*Stored records*
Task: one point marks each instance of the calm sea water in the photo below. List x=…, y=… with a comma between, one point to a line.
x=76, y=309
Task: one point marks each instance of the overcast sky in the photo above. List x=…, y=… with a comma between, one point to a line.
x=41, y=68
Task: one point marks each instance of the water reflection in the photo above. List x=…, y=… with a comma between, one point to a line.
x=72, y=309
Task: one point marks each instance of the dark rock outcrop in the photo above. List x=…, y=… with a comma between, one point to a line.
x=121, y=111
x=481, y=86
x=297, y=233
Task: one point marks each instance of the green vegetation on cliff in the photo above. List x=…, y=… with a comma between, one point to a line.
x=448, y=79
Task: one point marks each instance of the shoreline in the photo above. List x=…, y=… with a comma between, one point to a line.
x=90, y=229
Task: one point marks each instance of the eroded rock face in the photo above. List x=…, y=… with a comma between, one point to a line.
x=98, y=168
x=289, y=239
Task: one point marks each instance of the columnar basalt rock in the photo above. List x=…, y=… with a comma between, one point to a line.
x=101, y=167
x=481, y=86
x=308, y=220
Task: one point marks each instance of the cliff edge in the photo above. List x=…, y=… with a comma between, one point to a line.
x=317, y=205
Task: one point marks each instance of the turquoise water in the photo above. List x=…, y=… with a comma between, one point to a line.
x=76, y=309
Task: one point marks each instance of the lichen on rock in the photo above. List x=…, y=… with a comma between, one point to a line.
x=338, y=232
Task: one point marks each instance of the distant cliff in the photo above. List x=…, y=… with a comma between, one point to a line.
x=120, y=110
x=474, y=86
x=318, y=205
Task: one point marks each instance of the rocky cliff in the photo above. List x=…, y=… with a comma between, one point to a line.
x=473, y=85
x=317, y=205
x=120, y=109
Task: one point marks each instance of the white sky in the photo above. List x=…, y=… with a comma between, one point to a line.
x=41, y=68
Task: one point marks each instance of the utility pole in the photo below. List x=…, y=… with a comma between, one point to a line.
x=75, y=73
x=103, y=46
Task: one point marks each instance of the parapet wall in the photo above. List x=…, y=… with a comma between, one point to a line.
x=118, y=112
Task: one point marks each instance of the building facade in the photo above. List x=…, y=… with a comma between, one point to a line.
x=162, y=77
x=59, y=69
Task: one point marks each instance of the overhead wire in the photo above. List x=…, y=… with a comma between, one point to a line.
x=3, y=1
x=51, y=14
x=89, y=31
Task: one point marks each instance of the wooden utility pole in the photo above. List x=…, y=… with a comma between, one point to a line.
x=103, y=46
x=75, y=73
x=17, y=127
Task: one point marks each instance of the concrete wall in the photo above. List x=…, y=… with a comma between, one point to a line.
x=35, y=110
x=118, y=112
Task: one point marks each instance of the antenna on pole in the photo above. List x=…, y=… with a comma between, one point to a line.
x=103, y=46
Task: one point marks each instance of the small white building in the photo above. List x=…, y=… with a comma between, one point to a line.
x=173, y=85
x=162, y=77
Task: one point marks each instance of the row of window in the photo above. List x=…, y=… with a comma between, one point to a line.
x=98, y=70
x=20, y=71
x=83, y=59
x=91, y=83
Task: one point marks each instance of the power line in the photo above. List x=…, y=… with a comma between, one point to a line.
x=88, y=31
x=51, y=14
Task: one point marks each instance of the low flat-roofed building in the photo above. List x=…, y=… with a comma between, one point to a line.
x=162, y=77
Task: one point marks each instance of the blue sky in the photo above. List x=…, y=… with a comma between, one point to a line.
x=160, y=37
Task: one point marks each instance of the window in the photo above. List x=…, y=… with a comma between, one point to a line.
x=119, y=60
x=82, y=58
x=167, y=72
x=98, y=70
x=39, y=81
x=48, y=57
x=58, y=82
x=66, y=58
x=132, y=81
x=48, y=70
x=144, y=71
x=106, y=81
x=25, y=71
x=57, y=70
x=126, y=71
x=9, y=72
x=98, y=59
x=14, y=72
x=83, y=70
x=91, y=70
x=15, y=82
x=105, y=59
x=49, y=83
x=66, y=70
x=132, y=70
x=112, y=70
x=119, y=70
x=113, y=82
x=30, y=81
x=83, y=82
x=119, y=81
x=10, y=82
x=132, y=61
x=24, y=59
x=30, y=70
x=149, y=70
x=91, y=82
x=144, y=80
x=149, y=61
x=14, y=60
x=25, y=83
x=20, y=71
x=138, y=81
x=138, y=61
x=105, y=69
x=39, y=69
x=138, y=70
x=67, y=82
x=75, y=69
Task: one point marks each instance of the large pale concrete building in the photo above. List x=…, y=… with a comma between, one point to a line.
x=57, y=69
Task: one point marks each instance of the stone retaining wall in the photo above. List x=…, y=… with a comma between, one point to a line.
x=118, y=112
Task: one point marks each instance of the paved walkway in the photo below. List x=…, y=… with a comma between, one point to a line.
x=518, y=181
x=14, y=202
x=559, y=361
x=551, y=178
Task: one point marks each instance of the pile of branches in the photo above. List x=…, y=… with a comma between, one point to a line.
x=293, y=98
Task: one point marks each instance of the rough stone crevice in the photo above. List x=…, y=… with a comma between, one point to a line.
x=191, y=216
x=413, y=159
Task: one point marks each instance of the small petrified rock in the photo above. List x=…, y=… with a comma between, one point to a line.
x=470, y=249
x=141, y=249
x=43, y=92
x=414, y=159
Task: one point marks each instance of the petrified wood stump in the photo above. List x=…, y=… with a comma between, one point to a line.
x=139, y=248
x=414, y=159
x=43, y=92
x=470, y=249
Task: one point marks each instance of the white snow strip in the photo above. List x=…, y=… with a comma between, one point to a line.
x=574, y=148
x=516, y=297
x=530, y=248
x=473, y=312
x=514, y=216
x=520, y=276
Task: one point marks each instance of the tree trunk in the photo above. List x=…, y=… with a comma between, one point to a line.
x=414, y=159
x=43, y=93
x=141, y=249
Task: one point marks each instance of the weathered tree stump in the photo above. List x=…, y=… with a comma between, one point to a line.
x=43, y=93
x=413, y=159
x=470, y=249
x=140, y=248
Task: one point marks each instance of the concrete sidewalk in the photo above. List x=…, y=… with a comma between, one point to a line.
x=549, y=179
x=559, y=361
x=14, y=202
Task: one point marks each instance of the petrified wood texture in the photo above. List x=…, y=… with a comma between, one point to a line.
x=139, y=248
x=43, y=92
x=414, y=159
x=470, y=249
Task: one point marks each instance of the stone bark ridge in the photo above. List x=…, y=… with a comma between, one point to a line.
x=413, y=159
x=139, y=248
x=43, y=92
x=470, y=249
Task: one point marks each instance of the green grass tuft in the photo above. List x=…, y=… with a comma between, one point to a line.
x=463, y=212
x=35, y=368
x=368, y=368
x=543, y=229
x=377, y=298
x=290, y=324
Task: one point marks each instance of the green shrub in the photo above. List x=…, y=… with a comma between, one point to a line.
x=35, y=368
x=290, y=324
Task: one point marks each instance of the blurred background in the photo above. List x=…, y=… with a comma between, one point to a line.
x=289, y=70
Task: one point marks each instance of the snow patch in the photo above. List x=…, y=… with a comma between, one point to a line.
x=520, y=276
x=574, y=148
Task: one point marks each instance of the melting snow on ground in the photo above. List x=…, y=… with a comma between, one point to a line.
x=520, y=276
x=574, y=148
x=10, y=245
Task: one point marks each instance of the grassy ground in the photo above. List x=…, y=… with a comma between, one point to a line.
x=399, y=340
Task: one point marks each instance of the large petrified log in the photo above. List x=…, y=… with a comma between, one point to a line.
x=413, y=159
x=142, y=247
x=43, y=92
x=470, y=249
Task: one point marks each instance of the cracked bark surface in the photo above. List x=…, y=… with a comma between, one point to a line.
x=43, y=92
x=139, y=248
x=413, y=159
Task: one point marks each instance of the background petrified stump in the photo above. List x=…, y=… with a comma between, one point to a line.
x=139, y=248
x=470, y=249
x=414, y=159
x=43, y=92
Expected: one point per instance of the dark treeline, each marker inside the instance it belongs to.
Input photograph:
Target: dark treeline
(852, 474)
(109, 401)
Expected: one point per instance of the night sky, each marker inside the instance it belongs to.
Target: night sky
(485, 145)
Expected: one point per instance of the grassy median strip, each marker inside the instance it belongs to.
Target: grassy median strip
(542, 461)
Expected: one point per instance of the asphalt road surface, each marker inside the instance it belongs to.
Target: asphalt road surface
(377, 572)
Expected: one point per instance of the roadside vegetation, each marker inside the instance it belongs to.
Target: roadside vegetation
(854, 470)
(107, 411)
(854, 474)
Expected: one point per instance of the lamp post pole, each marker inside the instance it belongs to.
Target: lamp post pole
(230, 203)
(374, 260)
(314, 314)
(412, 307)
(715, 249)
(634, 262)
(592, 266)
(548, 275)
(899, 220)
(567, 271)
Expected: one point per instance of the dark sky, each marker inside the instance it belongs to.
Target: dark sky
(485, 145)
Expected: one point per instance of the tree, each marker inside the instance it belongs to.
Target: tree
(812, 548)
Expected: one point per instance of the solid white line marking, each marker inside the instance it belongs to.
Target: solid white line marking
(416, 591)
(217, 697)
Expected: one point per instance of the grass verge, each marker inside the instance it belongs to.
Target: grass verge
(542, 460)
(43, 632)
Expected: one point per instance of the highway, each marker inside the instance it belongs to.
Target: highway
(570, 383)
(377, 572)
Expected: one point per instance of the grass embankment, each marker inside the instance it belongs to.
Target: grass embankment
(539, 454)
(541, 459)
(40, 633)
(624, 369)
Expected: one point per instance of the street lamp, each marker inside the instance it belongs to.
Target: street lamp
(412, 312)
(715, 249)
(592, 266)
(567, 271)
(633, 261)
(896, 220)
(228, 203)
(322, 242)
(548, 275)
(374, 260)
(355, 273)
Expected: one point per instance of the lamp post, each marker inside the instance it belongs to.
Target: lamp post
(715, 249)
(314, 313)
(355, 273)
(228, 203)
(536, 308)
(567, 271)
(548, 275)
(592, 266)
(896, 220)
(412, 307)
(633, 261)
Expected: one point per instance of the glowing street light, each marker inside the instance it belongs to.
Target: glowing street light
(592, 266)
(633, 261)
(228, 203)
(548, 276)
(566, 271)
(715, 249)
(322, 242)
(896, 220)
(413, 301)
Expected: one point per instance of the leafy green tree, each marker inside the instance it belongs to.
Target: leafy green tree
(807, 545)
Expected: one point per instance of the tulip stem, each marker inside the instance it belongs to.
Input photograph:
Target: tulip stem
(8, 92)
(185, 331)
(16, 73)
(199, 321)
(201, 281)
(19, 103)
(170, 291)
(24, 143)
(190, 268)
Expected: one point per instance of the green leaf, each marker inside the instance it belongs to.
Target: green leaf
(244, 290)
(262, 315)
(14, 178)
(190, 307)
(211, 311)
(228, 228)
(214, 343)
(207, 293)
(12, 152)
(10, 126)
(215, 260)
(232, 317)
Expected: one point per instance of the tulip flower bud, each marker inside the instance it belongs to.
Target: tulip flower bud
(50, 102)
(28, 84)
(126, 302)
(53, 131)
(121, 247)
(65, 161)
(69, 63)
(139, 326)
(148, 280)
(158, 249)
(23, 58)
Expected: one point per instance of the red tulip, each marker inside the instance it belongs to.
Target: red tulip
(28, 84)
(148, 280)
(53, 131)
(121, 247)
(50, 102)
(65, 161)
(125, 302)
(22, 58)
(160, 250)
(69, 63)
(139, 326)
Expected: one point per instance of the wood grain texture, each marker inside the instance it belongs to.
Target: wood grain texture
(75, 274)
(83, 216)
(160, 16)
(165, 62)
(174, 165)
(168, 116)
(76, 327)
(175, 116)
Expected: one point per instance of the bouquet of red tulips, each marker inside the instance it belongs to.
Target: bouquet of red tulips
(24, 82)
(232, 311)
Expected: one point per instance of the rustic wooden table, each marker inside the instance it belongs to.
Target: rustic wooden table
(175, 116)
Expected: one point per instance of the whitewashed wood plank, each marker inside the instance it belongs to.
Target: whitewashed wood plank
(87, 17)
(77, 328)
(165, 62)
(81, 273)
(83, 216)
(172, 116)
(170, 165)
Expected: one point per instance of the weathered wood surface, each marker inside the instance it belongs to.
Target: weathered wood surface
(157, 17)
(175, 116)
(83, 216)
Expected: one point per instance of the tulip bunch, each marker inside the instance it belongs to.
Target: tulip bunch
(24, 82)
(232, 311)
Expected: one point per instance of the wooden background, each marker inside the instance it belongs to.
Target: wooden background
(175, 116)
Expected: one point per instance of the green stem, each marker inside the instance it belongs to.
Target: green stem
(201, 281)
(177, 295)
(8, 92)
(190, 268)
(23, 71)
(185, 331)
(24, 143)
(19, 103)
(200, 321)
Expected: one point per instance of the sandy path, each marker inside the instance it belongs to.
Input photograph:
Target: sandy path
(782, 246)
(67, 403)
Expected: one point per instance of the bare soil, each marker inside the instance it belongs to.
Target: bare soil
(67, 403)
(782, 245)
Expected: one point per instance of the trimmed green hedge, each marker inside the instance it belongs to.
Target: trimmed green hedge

*Goal*
Put the lines above, between the line holding "Task: one point marks each instance of the dark" and the line holding "x=289, y=239", inclusive, into a Markdown table with the columns No. and Line. Number each line and leave out any blank lines.

*Answer to this task*
| No. | Line |
|---|---|
| 1 | Task: one point marks each instance of the dark rock outcrop in the photo above. List x=…, y=… with a comma between, one point to a line. |
| 2 | x=121, y=111 |
| 3 | x=481, y=86 |
| 4 | x=297, y=233 |
| 5 | Task: one point marks each instance of the green vegetation on cliff in the photo above. List x=…, y=… with a comma between, one point to a line. |
| 6 | x=448, y=79 |
| 7 | Task: one point marks each instance of the shoreline in the photo above. List x=…, y=… with a comma between, one point to a line. |
| 8 | x=90, y=229 |
| 9 | Task: one point marks each instance of the eroded rock face in the photo above. List x=…, y=… with a comma between, one point to a line. |
| 10 | x=98, y=168 |
| 11 | x=289, y=239 |